Thanks for answering this. It sounds like the things in the ‘maybe concerns, insufficient info’ categories are largely not concerns, which is encouraging. I’d be happy to privately contribute salary and CoL numbers to someone’s effort to figure out how much people would save.
https://angel.co/manchester/jobs is a little discouraging; there are Lead Java Developer roles listed for £30-50k , no equity which would pay $150,000-$180,000 base in SF and might well see more than $300k in total compensation. Even if you did want to buy a house, which again Bay rationalists largely just don’t, that means a house costs three-four years’ salary in both cases and in one case you own a million-dollar property which will (unfortunately for the city) probably appreciate significantly and in another you own a £125k property not expected to appreciate any. It might be better to target people who want to retire early to Manchester and people not in tech.
I don’t think any amount of gender-related recruiting is more predictive of gender balance than ‘how similar is this to the parts of the community which have gender balance’? So it actually would surprise me if, even throwing everything under the bus to achieve this goal, it worked. Of course, I’d say a thriving Manchester community with a lousy gender ratio would still be an amazing accomplishment. A reasonable way to estimate gender balance in the Bay might be “count at Solstice, excluding anyone who flew in for Solstice”? (On the Facebook page so far, of the 29 people attending 12 are women, but Facebook pages are very noisy estimates of attendance and the attendance will be an order of magnitude higher than that, so I won’t put that much weight on that.)

PROVIDED MATERIAL:

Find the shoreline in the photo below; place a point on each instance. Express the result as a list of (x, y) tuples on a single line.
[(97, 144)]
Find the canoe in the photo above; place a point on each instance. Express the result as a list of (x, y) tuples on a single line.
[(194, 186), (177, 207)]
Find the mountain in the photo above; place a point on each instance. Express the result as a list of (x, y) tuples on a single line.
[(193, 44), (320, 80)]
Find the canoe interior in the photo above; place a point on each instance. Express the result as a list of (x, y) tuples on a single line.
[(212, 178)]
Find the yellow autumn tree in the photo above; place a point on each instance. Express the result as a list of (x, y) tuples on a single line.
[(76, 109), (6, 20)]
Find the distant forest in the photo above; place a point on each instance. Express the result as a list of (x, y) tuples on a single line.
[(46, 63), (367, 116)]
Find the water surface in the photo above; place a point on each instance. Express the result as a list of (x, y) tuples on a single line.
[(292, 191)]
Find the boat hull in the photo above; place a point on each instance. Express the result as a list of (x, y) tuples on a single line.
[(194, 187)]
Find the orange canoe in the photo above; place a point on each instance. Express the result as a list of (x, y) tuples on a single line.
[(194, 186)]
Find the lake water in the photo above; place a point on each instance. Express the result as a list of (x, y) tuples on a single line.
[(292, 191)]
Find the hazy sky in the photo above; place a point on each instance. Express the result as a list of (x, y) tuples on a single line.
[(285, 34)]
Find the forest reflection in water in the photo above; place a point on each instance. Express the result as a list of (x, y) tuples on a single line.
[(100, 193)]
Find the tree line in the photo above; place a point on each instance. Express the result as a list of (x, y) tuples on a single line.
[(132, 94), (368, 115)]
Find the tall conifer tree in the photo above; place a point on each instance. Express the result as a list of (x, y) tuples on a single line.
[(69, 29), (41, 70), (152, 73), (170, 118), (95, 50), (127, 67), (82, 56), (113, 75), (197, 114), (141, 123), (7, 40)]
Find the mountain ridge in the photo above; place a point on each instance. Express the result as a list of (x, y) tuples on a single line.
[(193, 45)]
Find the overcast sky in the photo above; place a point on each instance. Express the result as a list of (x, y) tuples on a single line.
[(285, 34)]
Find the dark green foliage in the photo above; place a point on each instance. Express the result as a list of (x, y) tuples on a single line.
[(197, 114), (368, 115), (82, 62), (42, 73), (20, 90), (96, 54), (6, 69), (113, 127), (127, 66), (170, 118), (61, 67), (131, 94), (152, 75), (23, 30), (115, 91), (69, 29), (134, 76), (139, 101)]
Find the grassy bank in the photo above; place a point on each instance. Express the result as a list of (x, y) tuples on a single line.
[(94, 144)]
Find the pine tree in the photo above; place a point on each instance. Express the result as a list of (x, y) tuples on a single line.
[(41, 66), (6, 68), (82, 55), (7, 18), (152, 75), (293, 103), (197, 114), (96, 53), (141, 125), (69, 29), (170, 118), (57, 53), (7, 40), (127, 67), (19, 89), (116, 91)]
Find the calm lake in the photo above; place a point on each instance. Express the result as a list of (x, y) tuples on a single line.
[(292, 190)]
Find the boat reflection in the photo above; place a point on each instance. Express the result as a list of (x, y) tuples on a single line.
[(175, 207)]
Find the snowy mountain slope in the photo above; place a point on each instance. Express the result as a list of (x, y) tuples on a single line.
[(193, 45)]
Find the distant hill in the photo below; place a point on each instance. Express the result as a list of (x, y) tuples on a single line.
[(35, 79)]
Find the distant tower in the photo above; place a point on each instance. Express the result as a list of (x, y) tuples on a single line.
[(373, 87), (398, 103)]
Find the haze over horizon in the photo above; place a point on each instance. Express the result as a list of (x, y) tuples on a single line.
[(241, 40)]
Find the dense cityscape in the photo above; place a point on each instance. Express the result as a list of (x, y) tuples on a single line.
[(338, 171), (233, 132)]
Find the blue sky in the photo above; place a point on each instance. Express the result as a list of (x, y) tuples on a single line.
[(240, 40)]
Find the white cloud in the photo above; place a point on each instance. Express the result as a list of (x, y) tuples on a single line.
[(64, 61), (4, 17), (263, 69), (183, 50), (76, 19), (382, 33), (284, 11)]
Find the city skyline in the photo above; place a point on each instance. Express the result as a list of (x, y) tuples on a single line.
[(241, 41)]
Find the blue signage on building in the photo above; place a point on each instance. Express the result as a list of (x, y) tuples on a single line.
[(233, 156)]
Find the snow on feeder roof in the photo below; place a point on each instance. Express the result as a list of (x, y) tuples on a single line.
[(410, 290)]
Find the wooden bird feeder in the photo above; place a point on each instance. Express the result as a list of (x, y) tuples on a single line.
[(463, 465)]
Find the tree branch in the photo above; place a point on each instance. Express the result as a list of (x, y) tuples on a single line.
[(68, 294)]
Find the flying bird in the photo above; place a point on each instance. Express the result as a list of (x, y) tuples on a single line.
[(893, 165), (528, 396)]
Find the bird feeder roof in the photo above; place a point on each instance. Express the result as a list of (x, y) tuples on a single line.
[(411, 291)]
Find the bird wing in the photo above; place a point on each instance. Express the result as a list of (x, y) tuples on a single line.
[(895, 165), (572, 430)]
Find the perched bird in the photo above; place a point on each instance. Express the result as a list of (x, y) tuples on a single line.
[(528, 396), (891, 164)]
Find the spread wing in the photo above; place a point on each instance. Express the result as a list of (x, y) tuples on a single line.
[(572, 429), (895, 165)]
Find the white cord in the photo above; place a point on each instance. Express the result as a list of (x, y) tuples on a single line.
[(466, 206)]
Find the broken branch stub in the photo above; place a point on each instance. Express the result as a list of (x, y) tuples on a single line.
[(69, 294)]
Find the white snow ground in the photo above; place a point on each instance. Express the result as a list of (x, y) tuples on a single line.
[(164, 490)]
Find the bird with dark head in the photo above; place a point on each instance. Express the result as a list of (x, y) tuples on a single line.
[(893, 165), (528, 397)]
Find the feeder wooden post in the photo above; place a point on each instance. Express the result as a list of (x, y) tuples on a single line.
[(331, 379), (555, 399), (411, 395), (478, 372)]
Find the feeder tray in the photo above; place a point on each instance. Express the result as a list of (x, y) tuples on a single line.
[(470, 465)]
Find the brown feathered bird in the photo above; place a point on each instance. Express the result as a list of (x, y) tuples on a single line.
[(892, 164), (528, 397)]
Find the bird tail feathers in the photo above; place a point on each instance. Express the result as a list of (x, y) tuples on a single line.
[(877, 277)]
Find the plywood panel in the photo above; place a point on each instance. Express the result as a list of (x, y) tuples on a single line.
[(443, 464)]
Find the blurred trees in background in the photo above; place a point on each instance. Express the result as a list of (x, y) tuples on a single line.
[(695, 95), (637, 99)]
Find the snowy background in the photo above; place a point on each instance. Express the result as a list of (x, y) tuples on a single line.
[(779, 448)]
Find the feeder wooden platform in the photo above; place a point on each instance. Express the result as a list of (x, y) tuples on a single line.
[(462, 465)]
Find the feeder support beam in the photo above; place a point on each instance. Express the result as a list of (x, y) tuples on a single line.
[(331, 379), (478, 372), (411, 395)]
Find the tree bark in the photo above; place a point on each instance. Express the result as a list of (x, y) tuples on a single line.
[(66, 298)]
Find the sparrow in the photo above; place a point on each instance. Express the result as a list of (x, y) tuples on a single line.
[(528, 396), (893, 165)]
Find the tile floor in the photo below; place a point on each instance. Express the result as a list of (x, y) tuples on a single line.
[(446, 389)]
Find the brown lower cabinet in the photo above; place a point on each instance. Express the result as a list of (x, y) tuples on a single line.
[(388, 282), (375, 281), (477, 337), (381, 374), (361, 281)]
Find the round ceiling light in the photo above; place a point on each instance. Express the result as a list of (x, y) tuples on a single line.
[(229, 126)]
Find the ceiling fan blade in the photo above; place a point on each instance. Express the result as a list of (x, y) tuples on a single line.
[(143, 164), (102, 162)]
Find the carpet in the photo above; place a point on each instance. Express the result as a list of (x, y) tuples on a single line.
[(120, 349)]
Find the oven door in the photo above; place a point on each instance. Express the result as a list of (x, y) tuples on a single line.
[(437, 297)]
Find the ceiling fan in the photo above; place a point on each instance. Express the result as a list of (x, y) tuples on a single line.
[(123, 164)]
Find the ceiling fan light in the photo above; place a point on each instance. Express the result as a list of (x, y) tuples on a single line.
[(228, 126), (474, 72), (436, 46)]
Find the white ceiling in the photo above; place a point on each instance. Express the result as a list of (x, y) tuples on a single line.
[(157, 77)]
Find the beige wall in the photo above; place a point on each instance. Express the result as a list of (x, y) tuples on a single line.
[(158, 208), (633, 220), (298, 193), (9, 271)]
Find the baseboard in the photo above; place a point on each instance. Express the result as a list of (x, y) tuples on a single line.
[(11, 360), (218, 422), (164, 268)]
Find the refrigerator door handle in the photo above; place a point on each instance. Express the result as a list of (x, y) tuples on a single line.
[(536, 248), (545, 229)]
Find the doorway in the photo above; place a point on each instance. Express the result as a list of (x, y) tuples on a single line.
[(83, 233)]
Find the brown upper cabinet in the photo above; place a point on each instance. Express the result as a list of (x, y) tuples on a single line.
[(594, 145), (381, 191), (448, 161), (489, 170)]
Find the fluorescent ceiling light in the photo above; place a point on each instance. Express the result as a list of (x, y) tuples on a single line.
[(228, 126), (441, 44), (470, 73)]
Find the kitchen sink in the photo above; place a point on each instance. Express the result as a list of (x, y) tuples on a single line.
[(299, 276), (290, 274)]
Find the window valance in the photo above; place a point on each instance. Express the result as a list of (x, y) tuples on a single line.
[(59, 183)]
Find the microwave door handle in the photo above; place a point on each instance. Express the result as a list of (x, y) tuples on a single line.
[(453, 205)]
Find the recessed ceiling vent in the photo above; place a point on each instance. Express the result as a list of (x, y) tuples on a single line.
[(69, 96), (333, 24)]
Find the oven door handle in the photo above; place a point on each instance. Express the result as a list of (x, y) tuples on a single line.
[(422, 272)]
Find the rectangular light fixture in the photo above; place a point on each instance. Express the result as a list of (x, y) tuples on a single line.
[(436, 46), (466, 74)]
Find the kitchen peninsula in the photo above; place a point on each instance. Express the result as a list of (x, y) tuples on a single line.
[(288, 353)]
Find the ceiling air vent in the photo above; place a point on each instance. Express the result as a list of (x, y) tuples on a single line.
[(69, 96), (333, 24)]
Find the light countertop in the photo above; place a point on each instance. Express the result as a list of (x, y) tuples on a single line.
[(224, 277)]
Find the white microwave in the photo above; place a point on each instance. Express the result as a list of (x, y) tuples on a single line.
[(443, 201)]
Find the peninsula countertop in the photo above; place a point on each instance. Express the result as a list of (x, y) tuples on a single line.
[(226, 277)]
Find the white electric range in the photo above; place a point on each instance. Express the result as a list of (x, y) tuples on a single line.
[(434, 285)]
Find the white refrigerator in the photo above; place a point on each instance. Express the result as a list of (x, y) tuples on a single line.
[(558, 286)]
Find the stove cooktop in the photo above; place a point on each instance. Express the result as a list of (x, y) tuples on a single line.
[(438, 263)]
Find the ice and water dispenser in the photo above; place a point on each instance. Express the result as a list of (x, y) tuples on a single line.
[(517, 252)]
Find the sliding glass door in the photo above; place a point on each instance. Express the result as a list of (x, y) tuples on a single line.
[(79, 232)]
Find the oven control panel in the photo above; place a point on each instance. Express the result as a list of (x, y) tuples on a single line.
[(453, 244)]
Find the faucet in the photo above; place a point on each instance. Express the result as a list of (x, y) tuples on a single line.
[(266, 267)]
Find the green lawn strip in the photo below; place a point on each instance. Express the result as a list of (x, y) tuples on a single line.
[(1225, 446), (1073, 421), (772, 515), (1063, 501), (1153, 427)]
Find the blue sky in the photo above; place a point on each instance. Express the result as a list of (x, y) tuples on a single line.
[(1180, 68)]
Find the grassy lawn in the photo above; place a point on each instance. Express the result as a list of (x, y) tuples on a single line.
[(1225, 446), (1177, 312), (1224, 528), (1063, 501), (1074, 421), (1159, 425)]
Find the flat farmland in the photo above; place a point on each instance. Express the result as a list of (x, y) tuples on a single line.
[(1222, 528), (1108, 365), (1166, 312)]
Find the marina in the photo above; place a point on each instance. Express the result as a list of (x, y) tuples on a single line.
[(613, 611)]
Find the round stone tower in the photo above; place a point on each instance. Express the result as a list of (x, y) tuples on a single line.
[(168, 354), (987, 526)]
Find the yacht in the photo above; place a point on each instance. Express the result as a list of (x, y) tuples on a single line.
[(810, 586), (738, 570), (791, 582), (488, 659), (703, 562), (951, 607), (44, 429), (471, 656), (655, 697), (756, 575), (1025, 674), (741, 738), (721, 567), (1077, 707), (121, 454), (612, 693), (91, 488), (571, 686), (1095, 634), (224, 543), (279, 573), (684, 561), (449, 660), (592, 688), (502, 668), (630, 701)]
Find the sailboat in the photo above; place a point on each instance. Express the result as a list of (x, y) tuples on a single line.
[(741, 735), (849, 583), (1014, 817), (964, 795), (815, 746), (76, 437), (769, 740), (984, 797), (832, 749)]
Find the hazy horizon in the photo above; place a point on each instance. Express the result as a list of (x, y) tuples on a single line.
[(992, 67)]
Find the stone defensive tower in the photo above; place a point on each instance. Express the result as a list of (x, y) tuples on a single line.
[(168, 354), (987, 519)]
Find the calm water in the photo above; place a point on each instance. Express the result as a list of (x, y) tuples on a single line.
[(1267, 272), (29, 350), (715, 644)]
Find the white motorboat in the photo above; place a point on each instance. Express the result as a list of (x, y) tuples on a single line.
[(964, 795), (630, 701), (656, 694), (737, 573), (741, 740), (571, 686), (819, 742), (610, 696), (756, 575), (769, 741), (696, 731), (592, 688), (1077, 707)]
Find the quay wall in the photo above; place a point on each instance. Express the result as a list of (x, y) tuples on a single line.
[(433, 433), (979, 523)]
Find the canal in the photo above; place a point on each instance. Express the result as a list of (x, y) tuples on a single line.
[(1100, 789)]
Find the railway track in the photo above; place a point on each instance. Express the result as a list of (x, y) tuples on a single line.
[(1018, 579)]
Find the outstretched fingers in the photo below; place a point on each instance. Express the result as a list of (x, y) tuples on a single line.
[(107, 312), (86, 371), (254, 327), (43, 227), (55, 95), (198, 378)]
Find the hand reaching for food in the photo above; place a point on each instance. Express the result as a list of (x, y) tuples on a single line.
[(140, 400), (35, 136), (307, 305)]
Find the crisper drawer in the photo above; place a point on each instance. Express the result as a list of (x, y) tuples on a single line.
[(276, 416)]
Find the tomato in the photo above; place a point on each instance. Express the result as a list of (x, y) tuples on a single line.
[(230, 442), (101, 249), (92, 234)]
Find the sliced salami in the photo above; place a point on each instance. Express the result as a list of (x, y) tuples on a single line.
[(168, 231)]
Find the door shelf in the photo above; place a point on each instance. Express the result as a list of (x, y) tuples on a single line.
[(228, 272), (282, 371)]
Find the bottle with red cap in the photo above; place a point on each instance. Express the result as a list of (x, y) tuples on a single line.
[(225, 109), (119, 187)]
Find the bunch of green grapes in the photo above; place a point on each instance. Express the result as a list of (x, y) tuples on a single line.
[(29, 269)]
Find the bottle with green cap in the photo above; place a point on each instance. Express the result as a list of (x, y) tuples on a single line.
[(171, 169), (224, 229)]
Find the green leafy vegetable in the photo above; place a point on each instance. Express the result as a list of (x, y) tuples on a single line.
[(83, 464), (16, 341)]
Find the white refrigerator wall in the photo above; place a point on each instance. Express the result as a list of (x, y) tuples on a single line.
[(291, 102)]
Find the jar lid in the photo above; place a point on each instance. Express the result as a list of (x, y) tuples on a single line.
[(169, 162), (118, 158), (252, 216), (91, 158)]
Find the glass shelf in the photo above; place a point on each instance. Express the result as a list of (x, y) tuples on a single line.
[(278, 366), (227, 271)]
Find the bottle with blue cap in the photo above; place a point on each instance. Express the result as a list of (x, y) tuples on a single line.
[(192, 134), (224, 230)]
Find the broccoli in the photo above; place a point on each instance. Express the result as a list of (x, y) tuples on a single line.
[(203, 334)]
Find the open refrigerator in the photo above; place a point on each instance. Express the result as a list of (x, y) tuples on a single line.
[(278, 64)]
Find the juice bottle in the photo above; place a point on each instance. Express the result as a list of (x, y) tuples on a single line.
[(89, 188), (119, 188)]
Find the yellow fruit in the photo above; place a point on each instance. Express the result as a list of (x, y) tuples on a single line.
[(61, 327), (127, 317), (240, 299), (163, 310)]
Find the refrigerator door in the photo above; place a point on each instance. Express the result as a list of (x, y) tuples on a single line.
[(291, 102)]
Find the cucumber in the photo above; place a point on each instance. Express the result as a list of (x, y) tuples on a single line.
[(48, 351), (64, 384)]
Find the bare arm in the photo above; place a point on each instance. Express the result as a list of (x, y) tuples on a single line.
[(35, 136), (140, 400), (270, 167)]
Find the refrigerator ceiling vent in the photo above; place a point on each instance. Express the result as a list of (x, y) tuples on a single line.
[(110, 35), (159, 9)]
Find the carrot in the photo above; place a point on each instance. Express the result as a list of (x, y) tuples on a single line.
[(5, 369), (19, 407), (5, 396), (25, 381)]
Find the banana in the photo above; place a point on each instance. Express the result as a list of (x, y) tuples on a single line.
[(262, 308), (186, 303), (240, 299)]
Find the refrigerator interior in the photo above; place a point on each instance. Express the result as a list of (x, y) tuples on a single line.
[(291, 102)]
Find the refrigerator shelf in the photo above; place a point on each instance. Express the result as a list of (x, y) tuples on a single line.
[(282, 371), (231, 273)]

PROBLEMS TO WORK ON:
[1] In the comment about a Manchester community, what pay is given for the Lead Java Developer roles listed in Manchester?
[2] Write the next part of the comment about a Manchester community, picking up after its final sentence.

OUTPUTS FOR THE TASKS:
[1] £30-50k, with no equity.

[2]
Come to think of it, you’ve got an uphill battle on gender ratios for another reason, which is that women are on average less likely to do weird things, less likely to be underemployed in their twenties, and likelier to have close social ties preventing moving. I still am confident in my prediction but this general factor might be a stronger contributor than culture-specific ones.
I’d be happy to privately contribute salary and CoL numbers to someone’s effort to figure out how much people would save.
Thank you. LW 2.0 message system doesn’t seem to be working properly, so I have sent a facebook request
https://angel.co/manchester/jobs is a little discouraging; there are Lead Java Developer roles listed for £30-50k , no equity which would pay $150,000-$180,000 base in SF and might well see more than $300k in total compensation.
That might be exaggerating the compensation gap just a little bit. The first senior software engineering position on that list offers £57k-£64k and 2-5% equity. (Also $300k annual compensation would put someone into the top 1% of all US adults, this is not your typical scenario. Even among rationalists, the median non-student income is $75000)
Also, hold on, Silicon Valley hasn’t seceded from the US. (Yet.) That $300k after taxes comes out to $185k (£141.5k), as opposed to £60k which comes out to £42.5k here ($55.5k). If we remove only the rent from the living expenses we have around $167k and £39k. If the houses are $1m and £125k respectively then you can buy a house there in 6 years, whereas here it would only take 3.2 years. (And no, houses are not meant to be offloaded to a greater fool when it comes time to sell. Although houses in the area we are buying are rising at ~5%/year due to the central location)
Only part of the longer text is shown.